## [PROVIDED TEXT]
-- START --

Orleans Indexing and Lucene.Net #4

KSemenenko · 2021-09-05T20:28:54Z

Anyway, I've been waiting for this functionality for years, and I've thought a lot about it.
After studying the original documents and the code, I came to the conclusion that it would be better to use #3 Lucene.Net for indexing. For example, the same ElasticSearch does this. With Grain, it is easy to do index clustering.
On GitHub there is code to support LINQ queries, or code for storing files in Azure Storage.
I think that it is possible to use a special Grain which will keep track of a certain type of grain and index the necessary fields.
I can use a service, and thus have indexes on each Silo.

So as soon as I had time I built some prototype.

What do you think about Lucene.Net? @ReubenBond @sergeybykov @philbe
If you like this idea I can go ahead and make this code stable.

KSemenenko · 2021-09-05T20:33:14Z

public async Task GrainTest()
{
    var grain = new IndexGrain();

    await grain.OnActivateAsync();

    int count = 0;
    int foundCont = 0;

    await Task.WhenAll(Task.Run(async () =>
    {
        for (int i = 0; i < 150; i++)
        {
            var doc = new GrainDocument(i.ToString());
            doc.LuceneDocument.Add(new StringField("property",$"i={i}", Field.Store.YES));
            await grain.WriteIndex(doc);
            count++;
        }
    }), 
    Task.Run( async () =>
    {
        await Task.Delay(1000);
        for (int i = 0; i < 300; i++)
        {
            var doc = await grain.QueryByField("property",$"i={i}");
            count++;

            if (doc.TotalHits > 0)

-- END --

Mask labeling examples:
-- START --

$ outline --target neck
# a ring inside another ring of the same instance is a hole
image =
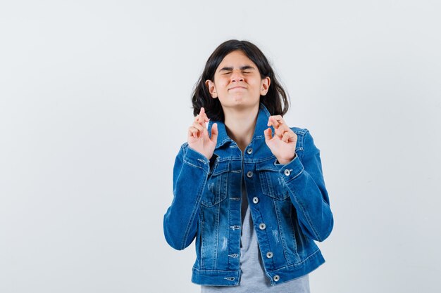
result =
[[[228,136],[236,142],[242,152],[251,143],[254,134],[259,105],[251,110],[223,109],[225,125]]]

-- END --

## [DIRECTIVES]
1 - In the thread, which search engine is named as an example of one that uses Lucene.Net for indexing?
2 - Gather each line of the listing in which the word "instance" appears.
The thread and the listing were taken from separate, unrelated sources.

## [COMPLETED EXERCISE]
1 - ElasticSearch.

2 -
# a ring inside another ring of the same instance is a hole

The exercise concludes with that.